● **WHAT IS BEING ASKED**:
Copy the entries below word for word.

● **Collection entries**:
▬▬▬▬▬▬▬▬▬▬

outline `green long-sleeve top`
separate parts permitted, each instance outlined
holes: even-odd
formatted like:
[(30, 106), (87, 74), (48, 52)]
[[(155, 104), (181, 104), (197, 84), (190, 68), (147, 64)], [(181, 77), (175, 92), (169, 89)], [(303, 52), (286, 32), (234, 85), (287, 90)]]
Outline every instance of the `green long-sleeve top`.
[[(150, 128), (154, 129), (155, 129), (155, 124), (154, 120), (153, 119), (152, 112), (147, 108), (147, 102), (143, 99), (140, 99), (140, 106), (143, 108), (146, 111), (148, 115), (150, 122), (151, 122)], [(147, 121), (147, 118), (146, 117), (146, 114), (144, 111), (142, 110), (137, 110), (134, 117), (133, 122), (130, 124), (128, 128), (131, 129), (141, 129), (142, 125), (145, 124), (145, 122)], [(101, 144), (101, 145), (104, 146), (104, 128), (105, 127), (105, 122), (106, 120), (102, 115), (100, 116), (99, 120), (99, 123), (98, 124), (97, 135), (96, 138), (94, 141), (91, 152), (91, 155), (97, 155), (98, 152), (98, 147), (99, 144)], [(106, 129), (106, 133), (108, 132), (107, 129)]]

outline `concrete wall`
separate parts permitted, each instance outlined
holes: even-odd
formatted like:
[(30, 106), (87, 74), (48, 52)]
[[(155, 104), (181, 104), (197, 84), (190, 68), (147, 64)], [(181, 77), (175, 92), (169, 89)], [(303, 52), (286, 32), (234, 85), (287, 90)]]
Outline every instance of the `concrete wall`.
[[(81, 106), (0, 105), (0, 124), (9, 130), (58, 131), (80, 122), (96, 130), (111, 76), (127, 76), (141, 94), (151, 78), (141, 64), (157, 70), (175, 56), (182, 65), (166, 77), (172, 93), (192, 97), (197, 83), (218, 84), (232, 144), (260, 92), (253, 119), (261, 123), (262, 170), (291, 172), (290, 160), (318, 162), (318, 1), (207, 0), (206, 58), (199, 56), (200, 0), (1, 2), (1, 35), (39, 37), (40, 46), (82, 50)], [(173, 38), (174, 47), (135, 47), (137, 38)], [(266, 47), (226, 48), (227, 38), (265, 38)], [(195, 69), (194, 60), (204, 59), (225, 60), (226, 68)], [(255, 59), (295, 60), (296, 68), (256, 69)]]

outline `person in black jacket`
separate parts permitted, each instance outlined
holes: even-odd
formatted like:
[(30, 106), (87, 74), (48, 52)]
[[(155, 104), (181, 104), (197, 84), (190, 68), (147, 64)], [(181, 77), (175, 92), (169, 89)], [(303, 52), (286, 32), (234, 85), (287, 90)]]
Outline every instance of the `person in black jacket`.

▬▬▬▬▬▬▬▬▬▬

● **EXERCISE RESPONSE**:
outline `green long-sleeve top`
separate parts permitted, each instance outlined
holes: even-odd
formatted like:
[(30, 106), (87, 74), (48, 52)]
[[(155, 104), (181, 104), (197, 84), (190, 68), (147, 64)], [(181, 77), (175, 92), (169, 89)], [(303, 52), (286, 32), (234, 85), (287, 90)]]
Outline every instance of the `green long-sleeve top`.
[[(150, 128), (154, 129), (155, 129), (155, 124), (154, 120), (153, 119), (152, 112), (147, 108), (147, 102), (143, 99), (140, 99), (140, 106), (143, 108), (146, 111), (148, 115), (150, 122), (151, 122)], [(147, 121), (147, 118), (146, 117), (146, 114), (144, 111), (142, 110), (137, 110), (134, 117), (133, 122), (130, 124), (128, 128), (131, 129), (141, 129), (142, 125), (145, 124), (145, 122)], [(101, 144), (101, 145), (104, 146), (104, 128), (105, 127), (105, 122), (106, 120), (102, 115), (100, 116), (99, 120), (99, 123), (98, 124), (97, 135), (96, 138), (94, 141), (91, 152), (91, 155), (97, 155), (98, 152), (98, 147), (99, 144)], [(106, 129), (106, 133), (108, 132), (107, 129)]]

outline `concrete wall`
separate parts permitted, each instance outlined
holes: even-odd
formatted like:
[(30, 106), (87, 74), (48, 52)]
[[(155, 104), (181, 104), (197, 84), (190, 68), (147, 64)], [(181, 77), (175, 92), (169, 89)], [(303, 52), (286, 32), (234, 85), (287, 90)]]
Outline every instance of the `concrete wall`.
[[(81, 106), (0, 105), (0, 124), (9, 130), (58, 131), (80, 122), (96, 130), (111, 76), (127, 76), (141, 94), (151, 78), (141, 64), (157, 70), (175, 56), (182, 65), (166, 77), (172, 93), (192, 97), (197, 83), (218, 84), (232, 144), (260, 92), (253, 119), (261, 123), (262, 170), (291, 172), (290, 160), (318, 162), (318, 1), (207, 0), (206, 58), (199, 56), (200, 0), (1, 2), (1, 35), (39, 37), (40, 46), (82, 50)], [(173, 38), (174, 47), (135, 47), (137, 38)], [(266, 47), (226, 48), (227, 38), (265, 38)], [(195, 69), (194, 60), (204, 59), (225, 60), (226, 68)], [(255, 59), (295, 60), (296, 68), (256, 69)]]

outline `person in black jacket`
separate parts permitted, each instance outlined
holes: even-odd
formatted like:
[(30, 106), (87, 74), (48, 52)]
[[(155, 104), (181, 104), (197, 84), (190, 68), (147, 64)], [(181, 77), (175, 92), (169, 89)], [(303, 52), (286, 32), (234, 85), (287, 90)]]
Outline every instance of the `person in black jacket`.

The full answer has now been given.